Please read the enterprise AI text below and say where Pandey thinks a company should focus when starting with agentic AI.

- [Source text]
---
Often caught between hype and prudence, many enterprises now follow a cautious strategy, says Pandey. Here, an intense focus on immediate ROI often informs the decision to "build vs. buy."

  • Buy, don't build: Most companies will get more value from adopting specialized AI tools from the market rather than trying to build them from scratch, according to Pandey. "The expertise required to create these systems is highly specialized and niche. A company like JP Morgan isn't going to build its own AI coding assistant from the ground up. It makes far more sense for them to use a proven tool from a company like Anthropic, OpenAI, or Google. That principle applies to most use cases."

  • Playing it safe: Such caution is a direct response to the high failure rate of enterprise AI pilots, said Pandey. "The safest and most effective way for a company to start with agentic AI is to focus on internal efficiency. These projects have the lowest risk and the clearest return on investment, which makes them the most logical place to begin. It's a simple trade-off between risk and value, and right now, the smart money is on making your own company run better."

"The process is simple. Take one highly specific task, build a perfect dataset for it, and then train a small language model to be a world-class expert on just that one thing. This is how we build stable and trustworthy AI."

Manav Pandey

AI Engineer

American Express

Now, with a growing ecosystem of accessible tools available, focus is shifting to people, Pandey explained. In his experience, the most untapped value lies in the skilled practitioners using AI, not in the tool itself.

  • Mindset over matter: The ideal AI user is someone who knows how to use it as a force multiplier rather than a replacement for their own expertise. "The key employees driving AI adoption aren't necessarily the most 'hyper-technical'. They are the most 'hyper-adoptive.' These are the people who are willing to try new tools and figure out how to integrate them into their daily workflow. Often, it's the more junior employees who are most eager to use these tools because they see them as a way to augment their skills and speed up their work."
---
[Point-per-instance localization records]
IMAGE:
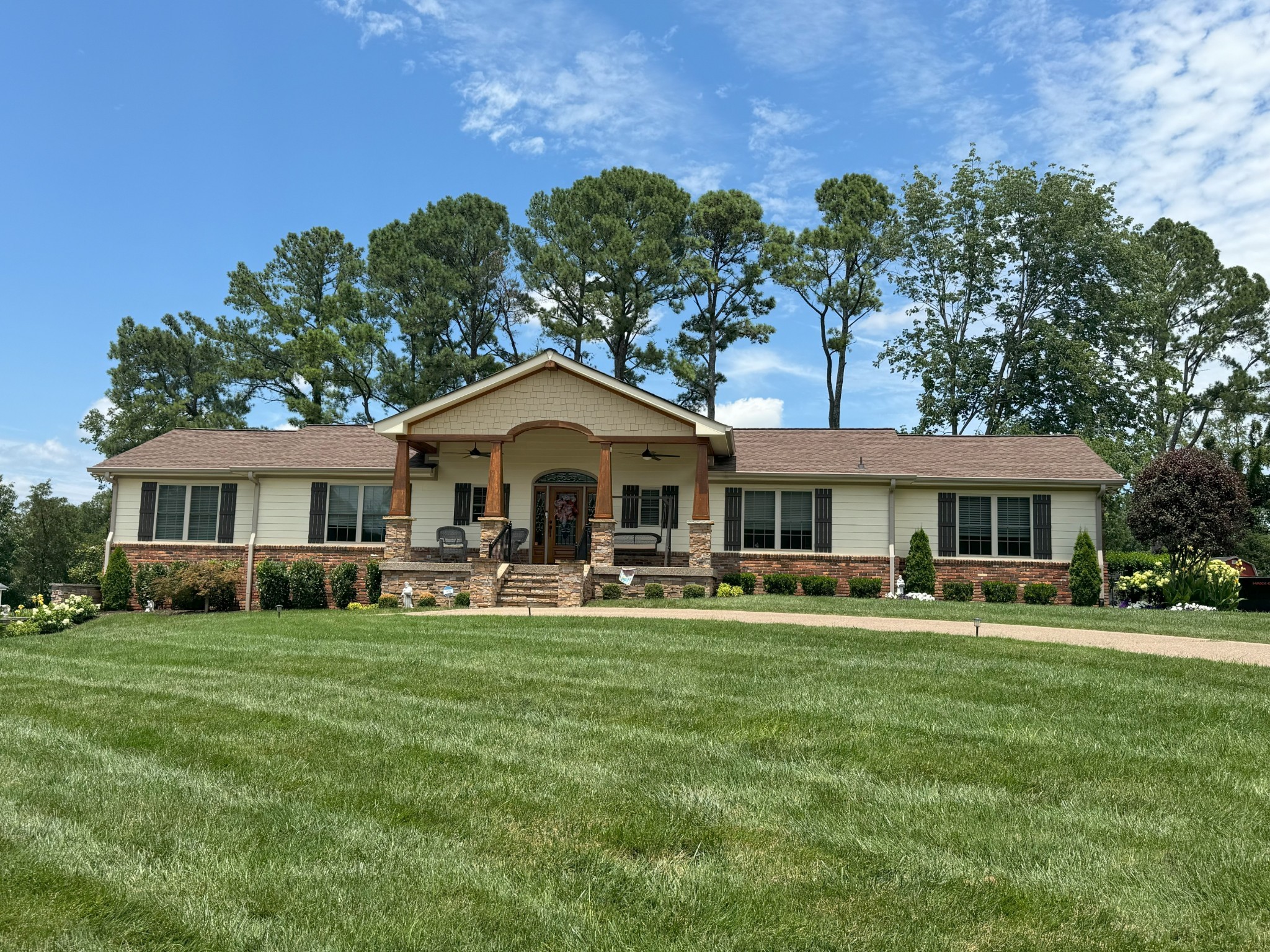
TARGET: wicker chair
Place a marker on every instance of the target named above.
(451, 539)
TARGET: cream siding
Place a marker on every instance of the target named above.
(553, 395)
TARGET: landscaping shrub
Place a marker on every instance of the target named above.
(117, 582)
(819, 586)
(272, 586)
(308, 584)
(1000, 591)
(1041, 593)
(343, 584)
(780, 584)
(920, 565)
(145, 584)
(864, 587)
(1085, 578)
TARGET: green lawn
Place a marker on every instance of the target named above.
(1233, 626)
(333, 781)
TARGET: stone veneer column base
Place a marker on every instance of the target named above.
(602, 541)
(700, 540)
(397, 536)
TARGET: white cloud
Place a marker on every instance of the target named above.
(751, 412)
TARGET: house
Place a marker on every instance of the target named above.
(544, 480)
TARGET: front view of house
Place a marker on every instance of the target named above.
(544, 480)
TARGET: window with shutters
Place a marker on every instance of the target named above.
(1014, 526)
(797, 521)
(171, 514)
(760, 519)
(205, 505)
(974, 524)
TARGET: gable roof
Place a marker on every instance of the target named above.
(897, 455)
(318, 447)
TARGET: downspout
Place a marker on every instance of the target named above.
(251, 541)
(1098, 542)
(890, 531)
(110, 534)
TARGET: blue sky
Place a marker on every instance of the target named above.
(150, 146)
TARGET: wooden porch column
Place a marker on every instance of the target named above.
(701, 489)
(605, 484)
(494, 488)
(401, 505)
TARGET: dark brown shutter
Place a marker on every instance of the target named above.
(948, 524)
(229, 508)
(146, 523)
(318, 513)
(672, 493)
(732, 518)
(463, 503)
(630, 507)
(1043, 546)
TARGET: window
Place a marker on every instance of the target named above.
(760, 519)
(1014, 526)
(376, 501)
(171, 513)
(974, 524)
(342, 514)
(651, 507)
(205, 503)
(797, 521)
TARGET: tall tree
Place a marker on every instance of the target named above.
(164, 377)
(559, 262)
(1194, 319)
(638, 225)
(308, 339)
(723, 277)
(836, 267)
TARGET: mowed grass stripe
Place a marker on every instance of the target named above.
(625, 785)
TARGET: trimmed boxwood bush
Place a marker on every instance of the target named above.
(819, 586)
(920, 565)
(1000, 591)
(272, 586)
(1085, 578)
(308, 584)
(746, 582)
(865, 587)
(1041, 593)
(780, 584)
(343, 584)
(117, 582)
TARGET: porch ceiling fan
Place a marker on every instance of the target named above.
(649, 455)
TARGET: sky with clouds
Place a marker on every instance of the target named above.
(150, 146)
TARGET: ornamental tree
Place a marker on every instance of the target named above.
(1191, 505)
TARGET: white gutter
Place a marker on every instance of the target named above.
(890, 531)
(251, 541)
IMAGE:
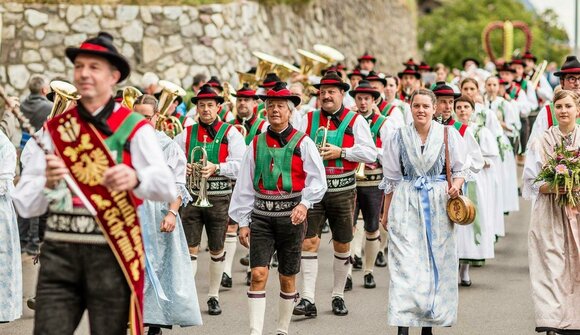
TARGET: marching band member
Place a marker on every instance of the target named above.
(348, 142)
(510, 123)
(225, 114)
(224, 146)
(368, 195)
(410, 80)
(75, 253)
(569, 76)
(366, 63)
(422, 250)
(166, 250)
(475, 242)
(246, 102)
(283, 166)
(394, 114)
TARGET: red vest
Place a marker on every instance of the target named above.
(223, 150)
(297, 172)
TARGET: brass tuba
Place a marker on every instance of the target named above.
(196, 181)
(168, 123)
(320, 141)
(130, 94)
(64, 95)
(311, 64)
(329, 53)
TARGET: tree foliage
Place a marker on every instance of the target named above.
(454, 30)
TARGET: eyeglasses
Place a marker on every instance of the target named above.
(572, 80)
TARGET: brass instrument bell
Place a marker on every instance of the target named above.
(130, 94)
(64, 95)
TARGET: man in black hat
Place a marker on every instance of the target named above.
(569, 76)
(224, 111)
(79, 270)
(269, 81)
(281, 178)
(395, 115)
(409, 82)
(346, 142)
(224, 146)
(366, 62)
(250, 125)
(369, 197)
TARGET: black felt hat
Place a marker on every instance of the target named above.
(207, 92)
(364, 86)
(102, 46)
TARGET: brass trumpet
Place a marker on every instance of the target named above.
(64, 95)
(168, 123)
(242, 128)
(130, 94)
(321, 142)
(196, 181)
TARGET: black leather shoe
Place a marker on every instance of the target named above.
(248, 278)
(213, 306)
(245, 261)
(226, 280)
(31, 303)
(381, 261)
(403, 331)
(338, 306)
(275, 260)
(305, 308)
(154, 331)
(348, 285)
(370, 281)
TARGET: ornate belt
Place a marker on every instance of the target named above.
(374, 178)
(276, 205)
(77, 226)
(218, 185)
(340, 182)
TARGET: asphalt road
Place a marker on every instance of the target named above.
(497, 303)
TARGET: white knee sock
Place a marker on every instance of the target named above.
(285, 308)
(216, 268)
(257, 308)
(357, 240)
(383, 238)
(230, 248)
(464, 271)
(341, 267)
(309, 269)
(193, 264)
(371, 249)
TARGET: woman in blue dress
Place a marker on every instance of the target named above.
(170, 294)
(10, 262)
(422, 257)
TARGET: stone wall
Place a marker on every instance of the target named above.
(176, 42)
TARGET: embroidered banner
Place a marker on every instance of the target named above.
(85, 154)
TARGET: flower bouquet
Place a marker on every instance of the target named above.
(562, 172)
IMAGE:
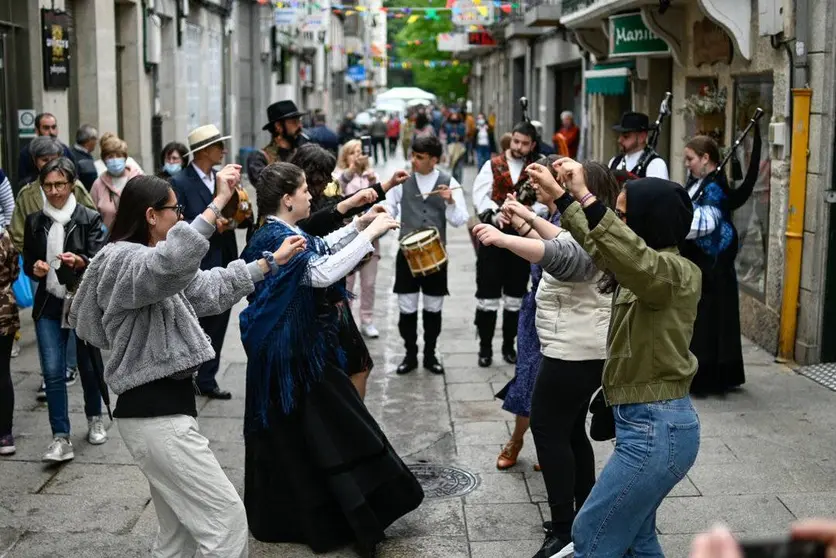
---
- [Written answer] On internal efficiency.